Copy every entry below, exactly and in full.

Dataset entries:
────────────────

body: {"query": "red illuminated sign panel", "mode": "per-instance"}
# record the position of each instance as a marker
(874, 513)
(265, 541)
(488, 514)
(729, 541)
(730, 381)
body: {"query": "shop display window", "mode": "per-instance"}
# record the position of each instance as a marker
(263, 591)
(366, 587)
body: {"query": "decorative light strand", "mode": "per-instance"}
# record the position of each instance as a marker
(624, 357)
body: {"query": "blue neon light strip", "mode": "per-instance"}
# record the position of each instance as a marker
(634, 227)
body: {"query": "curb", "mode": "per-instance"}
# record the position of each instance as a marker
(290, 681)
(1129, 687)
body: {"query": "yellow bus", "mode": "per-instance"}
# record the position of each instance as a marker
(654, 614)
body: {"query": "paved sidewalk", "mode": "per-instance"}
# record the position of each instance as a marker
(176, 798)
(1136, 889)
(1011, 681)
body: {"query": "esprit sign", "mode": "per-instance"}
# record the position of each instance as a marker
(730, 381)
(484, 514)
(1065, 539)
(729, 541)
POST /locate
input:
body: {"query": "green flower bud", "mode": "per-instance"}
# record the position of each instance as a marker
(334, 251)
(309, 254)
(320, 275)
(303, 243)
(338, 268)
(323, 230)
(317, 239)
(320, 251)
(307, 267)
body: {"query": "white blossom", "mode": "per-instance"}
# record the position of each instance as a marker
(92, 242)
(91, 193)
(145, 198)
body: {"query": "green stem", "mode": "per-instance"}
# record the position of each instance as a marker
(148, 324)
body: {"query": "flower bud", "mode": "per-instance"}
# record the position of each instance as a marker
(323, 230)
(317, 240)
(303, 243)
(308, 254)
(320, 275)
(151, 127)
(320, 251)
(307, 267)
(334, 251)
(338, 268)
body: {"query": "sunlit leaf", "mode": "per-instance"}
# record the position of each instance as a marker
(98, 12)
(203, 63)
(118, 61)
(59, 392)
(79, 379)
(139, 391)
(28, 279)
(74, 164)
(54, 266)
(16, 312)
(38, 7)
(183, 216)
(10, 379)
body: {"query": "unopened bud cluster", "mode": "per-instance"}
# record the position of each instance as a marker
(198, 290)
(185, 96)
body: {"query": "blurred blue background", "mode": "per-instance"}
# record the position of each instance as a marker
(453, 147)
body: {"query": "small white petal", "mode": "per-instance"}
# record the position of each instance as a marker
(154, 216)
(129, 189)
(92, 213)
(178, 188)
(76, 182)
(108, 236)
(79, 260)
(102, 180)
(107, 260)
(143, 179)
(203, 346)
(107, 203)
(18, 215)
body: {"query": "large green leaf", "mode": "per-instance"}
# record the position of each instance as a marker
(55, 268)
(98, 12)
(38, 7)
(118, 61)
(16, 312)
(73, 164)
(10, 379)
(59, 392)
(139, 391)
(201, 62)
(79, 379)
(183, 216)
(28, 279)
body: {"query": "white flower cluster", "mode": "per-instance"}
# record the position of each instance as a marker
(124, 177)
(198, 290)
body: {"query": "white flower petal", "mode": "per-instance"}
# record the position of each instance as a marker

────────────────

Result for this exercise.
body: {"query": "red illuminated sign panel", "mode": "per-instance"}
# record the position of each instance as a marker
(874, 513)
(265, 541)
(488, 514)
(729, 541)
(730, 381)
body: {"query": "shop display window", "mode": "per-instance"}
# record the position of each instance as a marker
(263, 591)
(366, 587)
body: {"query": "decorative light strand", "mode": "per-instance"}
# record the position of each instance as a marker
(624, 357)
body: {"query": "blue neon light strip", "mode": "per-instance"}
# record the position of each instance as a marker
(634, 227)
body: {"query": "curb", "mode": "per-instance"}
# record the position of each instance as a marker
(290, 681)
(1129, 687)
body: {"query": "yellow bus", "mode": "per-instance"}
# record the position of each instance as a marker
(654, 614)
body: {"query": "paved sidewalk", "mode": "per-instance"}
# record the position of each instance as a marker
(176, 798)
(1136, 889)
(1011, 681)
body: {"query": "esprit sign", "mode": "per-instance"}
# record the position of each instance as a marker
(730, 381)
(484, 514)
(1065, 539)
(729, 541)
POST /locate
input:
body: {"query": "green flower bud", "mode": "per-instance"}
# record the position of each instance as a marker
(334, 251)
(309, 254)
(320, 275)
(303, 243)
(338, 268)
(323, 230)
(317, 239)
(320, 251)
(307, 267)
body: {"query": "white blossom", "mode": "per-instance"}
# record the position of each instance as a marker
(92, 242)
(91, 193)
(145, 198)
body: {"query": "green stem", "mode": "per-instance"}
# record the position of each instance as a marker
(148, 324)
body: {"query": "flower bud", "mode": "per-instance"}
# record the position of each instance as a marker
(323, 230)
(317, 240)
(303, 243)
(308, 254)
(320, 275)
(151, 127)
(320, 251)
(307, 267)
(334, 251)
(338, 268)
body: {"query": "sunlit leaf", "mode": "per-instance"}
# record the position of each instance as a marker
(98, 12)
(203, 63)
(118, 61)
(59, 392)
(79, 379)
(139, 391)
(28, 279)
(74, 164)
(54, 266)
(16, 312)
(38, 7)
(183, 216)
(10, 379)
body: {"query": "unopened bud cluster", "mode": "per-instance"}
# record the position of each instance as a marker
(198, 290)
(185, 96)
body: {"query": "blurred blue background", "mode": "per-instance"}
# record the position of each instance as a marker
(453, 147)
body: {"query": "small white petal", "mode": "per-instance"}
# record the position of each instance as a marker
(154, 216)
(129, 189)
(92, 213)
(178, 188)
(76, 182)
(108, 236)
(79, 260)
(102, 180)
(107, 260)
(143, 179)
(203, 346)
(107, 203)
(18, 215)
body: {"query": "large green leaf", "mode": "per-instance"}
# record the position of each instance as a marker
(55, 268)
(98, 12)
(38, 7)
(118, 61)
(16, 312)
(73, 164)
(10, 379)
(59, 392)
(139, 391)
(201, 62)
(79, 379)
(183, 216)
(28, 279)
body: {"query": "white flower cluster", "mode": "per-instance"}
# record the position of each instance as a marker
(124, 177)
(198, 290)
body: {"query": "white flower petal", "mode": "per-instance"}
# record the position of each instance as a marker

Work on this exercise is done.